• [Information supplied]

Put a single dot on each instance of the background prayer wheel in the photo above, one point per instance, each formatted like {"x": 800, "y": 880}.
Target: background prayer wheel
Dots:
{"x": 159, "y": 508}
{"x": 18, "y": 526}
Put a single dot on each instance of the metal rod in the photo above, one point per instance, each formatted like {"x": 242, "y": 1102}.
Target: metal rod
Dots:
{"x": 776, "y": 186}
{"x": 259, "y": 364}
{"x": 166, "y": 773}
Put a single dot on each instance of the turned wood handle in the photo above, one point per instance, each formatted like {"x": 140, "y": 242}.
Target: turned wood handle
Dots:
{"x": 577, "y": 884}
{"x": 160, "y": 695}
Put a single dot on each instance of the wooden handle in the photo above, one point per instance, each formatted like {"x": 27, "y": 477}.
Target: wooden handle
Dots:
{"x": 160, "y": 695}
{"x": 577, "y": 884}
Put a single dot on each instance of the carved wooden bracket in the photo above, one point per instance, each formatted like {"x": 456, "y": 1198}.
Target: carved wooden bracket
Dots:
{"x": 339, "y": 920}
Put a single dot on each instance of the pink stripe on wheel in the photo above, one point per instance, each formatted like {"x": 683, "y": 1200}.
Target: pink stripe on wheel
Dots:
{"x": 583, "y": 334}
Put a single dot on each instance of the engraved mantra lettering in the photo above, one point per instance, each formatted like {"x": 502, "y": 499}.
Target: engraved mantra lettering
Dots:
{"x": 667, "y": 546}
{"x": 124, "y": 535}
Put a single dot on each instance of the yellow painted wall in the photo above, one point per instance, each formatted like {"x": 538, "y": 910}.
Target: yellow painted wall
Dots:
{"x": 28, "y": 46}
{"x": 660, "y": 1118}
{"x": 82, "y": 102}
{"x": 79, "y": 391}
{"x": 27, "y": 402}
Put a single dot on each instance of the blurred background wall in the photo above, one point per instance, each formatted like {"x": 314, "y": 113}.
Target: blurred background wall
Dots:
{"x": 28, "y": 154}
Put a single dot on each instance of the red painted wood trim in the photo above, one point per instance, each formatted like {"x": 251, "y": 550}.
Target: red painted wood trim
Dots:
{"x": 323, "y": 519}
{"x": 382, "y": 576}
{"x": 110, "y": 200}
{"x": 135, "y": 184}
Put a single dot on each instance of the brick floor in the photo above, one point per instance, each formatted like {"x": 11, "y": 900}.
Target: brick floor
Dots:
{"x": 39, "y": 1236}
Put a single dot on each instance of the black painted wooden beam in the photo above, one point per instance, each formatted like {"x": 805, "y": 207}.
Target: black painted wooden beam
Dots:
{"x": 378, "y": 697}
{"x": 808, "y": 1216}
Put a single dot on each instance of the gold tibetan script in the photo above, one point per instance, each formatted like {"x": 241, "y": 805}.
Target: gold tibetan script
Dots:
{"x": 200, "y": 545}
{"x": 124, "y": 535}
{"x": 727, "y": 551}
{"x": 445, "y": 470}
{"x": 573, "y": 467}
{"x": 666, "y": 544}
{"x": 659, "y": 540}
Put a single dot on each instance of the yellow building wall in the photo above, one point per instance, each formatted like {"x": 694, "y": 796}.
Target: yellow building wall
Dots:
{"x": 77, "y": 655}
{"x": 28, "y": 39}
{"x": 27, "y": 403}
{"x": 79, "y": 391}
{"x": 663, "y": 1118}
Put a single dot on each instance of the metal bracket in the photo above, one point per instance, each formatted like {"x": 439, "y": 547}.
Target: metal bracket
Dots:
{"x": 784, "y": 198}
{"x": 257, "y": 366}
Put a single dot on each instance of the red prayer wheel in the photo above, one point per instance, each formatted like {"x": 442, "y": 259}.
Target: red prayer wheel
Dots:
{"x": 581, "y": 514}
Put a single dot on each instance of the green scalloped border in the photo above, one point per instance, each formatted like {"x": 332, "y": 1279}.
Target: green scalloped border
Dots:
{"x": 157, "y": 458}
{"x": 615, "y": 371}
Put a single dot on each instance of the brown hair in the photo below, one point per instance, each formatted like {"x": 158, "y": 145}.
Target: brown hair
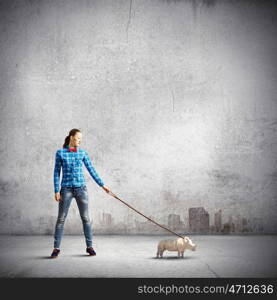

• [Activity]
What you return should be exactly the lines above, starting at the one with "Put a single dot on each instance of the wooden" and ending at the one with "Put a single dot on each instance of the blurred", and nothing else.

• [The answer]
Put a single dot on each instance of the wooden handle in the photo above, one point per instance, each formatted like {"x": 27, "y": 477}.
Target: wooden handle
Dots:
{"x": 160, "y": 695}
{"x": 577, "y": 884}
Put a single dot on each instance of the carved wooden bracket in the photo above, one point per instance, each formatted like {"x": 456, "y": 1198}.
Target: carved wooden bracket
Dots:
{"x": 339, "y": 920}
Put a single dot on each instance of the pink stripe on wheel in the photo above, one point per instance, each formatted like {"x": 683, "y": 1200}.
Target: pink stripe on wheel
Dots:
{"x": 583, "y": 334}
Put a single dot on each instance of the engraved mantra lettering in the photo above, one point per instance, each formatted like {"x": 502, "y": 499}.
Target: engraved mantra lettering
Dots:
{"x": 667, "y": 546}
{"x": 124, "y": 535}
Put a single dot on each instance of the yellow painted wall in the photo above, one point per instance, each formatted like {"x": 538, "y": 910}.
Target: yellow painted wall
Dots:
{"x": 28, "y": 46}
{"x": 660, "y": 1118}
{"x": 82, "y": 102}
{"x": 79, "y": 391}
{"x": 27, "y": 402}
Put a single dot on each instance of the blurred background wall in the photo above, one point per instance, each formatted like {"x": 314, "y": 113}.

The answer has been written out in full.